___ Source data ___

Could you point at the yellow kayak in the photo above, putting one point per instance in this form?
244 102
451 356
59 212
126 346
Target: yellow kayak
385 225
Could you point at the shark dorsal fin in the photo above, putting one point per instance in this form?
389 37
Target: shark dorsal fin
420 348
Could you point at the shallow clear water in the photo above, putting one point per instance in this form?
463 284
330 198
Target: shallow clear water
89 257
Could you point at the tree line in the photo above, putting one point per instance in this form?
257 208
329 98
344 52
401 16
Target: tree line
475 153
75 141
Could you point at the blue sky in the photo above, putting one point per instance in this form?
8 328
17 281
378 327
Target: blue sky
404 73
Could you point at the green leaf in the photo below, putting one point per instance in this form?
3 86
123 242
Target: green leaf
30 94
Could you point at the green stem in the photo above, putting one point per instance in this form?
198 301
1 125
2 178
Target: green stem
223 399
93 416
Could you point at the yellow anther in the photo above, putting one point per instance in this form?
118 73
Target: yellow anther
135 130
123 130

___

Render every line of the records above as a JSON list of strings, one string per line, leaving out blank lines.

[
  "Could you point at the yellow kayak in the photo above, putting one point per instance in this form?",
  "244 102",
  "451 356",
  "59 212",
  "126 346",
  "Target: yellow kayak",
  "385 225",
  "Could you point at the shark dorsal fin in the photo above, putting one point per instance in this form?",
  "389 37",
  "Target: shark dorsal fin",
  "420 348",
  "Could you point at the shallow clear water in the photo above, putting one point per instance in this form?",
  "463 284",
  "330 198",
  "Target: shallow clear water",
  "89 257",
  "Could you point at the tree line in the photo above, putting one point per instance in this form?",
  "257 208",
  "329 98",
  "344 52",
  "401 16",
  "Target: tree line",
  "475 153",
  "75 141",
  "Could you point at the blue sky in the photo above, putting one point per instance in this form?",
  "8 328",
  "17 281",
  "378 327",
  "Target: blue sky",
  "404 73",
  "Could you point at the green leaf in the photo below, putting one point per instance in this form?",
  "3 86",
  "123 242",
  "Target: green leaf",
  "30 94",
  "Could you point at the green stem in the photo above, putting one point per instance in this form?",
  "198 301",
  "1 125",
  "2 178",
  "Target: green stem",
  "223 399",
  "93 416",
  "Could you point at the yellow anther in the photo above, putting one point per instance in this form?",
  "118 73",
  "Target: yellow anther",
  "135 130",
  "123 130"
]